- **ROWS**:
☆ ☆ ☆ ☆ ☆
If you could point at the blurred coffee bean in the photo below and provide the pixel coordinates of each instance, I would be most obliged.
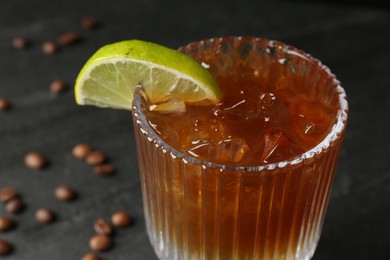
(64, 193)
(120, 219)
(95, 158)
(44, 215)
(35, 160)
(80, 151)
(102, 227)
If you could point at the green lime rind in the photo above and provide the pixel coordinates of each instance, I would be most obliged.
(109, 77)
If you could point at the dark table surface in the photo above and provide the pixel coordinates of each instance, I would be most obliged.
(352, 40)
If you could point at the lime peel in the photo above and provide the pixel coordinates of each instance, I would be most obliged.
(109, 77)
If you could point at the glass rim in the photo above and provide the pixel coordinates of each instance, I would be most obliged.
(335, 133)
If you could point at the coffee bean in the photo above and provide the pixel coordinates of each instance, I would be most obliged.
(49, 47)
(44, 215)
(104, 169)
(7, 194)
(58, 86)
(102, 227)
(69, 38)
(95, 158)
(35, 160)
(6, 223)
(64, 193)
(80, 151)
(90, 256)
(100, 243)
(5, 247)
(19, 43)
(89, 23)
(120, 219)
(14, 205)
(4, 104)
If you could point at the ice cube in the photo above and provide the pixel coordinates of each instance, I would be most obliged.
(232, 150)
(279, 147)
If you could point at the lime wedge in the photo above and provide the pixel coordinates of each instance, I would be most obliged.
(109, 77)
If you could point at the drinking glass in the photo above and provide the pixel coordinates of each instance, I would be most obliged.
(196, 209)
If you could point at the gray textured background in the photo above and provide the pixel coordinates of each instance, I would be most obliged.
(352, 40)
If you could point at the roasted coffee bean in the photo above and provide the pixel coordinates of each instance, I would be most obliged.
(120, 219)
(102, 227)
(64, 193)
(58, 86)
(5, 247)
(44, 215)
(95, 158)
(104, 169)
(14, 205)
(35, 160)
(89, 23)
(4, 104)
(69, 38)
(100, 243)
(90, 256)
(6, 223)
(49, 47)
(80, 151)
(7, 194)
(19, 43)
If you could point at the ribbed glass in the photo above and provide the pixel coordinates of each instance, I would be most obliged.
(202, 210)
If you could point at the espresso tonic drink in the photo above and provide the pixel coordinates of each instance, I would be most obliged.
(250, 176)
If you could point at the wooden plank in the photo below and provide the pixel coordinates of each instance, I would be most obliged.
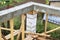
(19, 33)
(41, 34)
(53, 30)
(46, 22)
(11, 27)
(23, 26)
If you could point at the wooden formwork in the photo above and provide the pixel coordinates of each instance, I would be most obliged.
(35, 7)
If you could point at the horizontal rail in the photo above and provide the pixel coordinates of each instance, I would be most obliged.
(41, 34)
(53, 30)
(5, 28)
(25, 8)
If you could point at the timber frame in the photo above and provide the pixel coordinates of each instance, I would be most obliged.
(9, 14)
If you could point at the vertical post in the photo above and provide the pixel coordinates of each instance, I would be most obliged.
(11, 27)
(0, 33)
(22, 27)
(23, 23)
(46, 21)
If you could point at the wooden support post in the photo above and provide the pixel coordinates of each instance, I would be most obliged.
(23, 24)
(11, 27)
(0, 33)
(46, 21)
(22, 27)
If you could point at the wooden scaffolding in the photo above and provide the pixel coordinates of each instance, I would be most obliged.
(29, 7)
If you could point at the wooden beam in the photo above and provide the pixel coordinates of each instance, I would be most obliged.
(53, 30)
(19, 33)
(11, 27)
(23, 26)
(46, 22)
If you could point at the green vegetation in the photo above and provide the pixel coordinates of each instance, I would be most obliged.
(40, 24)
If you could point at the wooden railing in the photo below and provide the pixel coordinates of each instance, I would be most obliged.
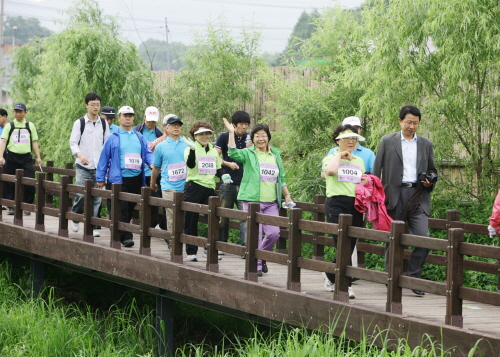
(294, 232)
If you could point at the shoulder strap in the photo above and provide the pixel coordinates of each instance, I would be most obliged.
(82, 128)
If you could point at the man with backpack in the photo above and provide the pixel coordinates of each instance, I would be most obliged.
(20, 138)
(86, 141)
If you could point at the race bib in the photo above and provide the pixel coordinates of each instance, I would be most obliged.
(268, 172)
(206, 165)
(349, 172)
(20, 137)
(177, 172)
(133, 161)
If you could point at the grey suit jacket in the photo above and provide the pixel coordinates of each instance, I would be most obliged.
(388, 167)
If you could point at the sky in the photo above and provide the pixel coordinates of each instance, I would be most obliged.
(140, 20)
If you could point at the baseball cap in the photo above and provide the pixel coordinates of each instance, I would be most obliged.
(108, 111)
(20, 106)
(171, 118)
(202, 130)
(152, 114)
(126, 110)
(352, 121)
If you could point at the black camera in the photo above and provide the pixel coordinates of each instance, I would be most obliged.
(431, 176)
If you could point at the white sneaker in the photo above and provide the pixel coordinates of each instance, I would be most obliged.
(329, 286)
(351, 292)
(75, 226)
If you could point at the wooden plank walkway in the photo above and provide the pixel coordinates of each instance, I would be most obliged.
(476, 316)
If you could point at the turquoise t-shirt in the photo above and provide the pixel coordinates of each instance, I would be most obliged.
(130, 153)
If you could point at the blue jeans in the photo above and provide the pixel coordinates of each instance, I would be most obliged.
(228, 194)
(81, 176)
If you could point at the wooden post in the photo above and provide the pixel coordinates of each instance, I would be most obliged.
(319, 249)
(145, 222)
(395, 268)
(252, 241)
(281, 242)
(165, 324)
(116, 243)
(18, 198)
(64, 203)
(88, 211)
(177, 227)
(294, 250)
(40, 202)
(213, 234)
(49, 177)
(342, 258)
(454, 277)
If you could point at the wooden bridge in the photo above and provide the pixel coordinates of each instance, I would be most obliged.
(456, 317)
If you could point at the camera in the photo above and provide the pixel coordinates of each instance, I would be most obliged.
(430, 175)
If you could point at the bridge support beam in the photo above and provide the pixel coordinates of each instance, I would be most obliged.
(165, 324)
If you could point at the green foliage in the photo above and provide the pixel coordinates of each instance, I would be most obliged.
☆ ☆ ☆ ☆ ☆
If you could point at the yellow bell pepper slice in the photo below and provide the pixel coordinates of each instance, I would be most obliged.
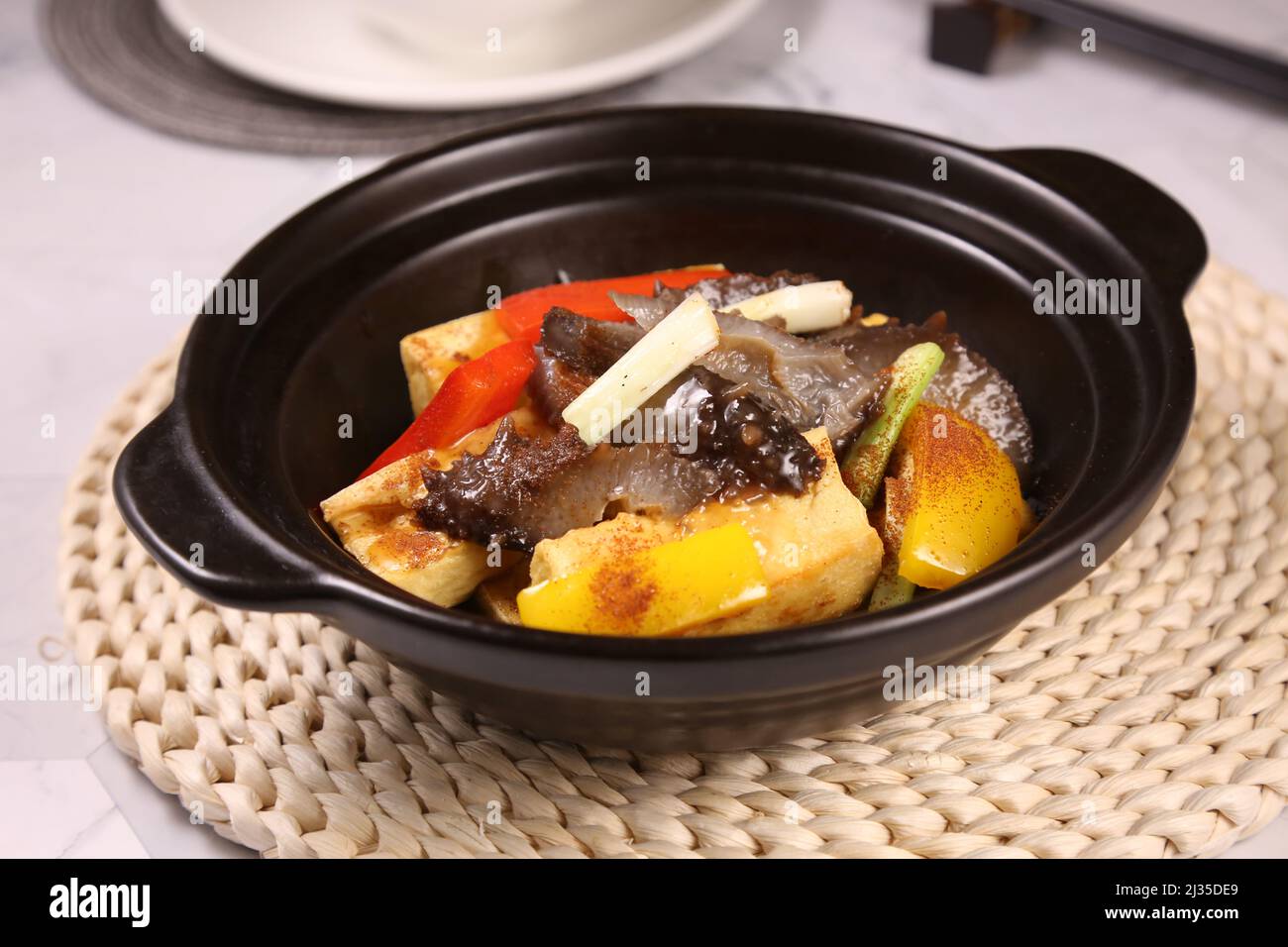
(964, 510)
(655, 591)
☆ ☆ ☆ ☆ ☆
- **TASK STATEMENT**: Pull out every line above that contains the word "bridge", matching case exactly.

- **OUTPUT OF THE EXERCISE**:
If you could point at the wooden bridge in the photo above and provide the pixel coordinates of each instance, I would be most obliged.
If you could point at the bridge support beam in the photo above and provide the pixel coordinates of each instance, I would be most obliged.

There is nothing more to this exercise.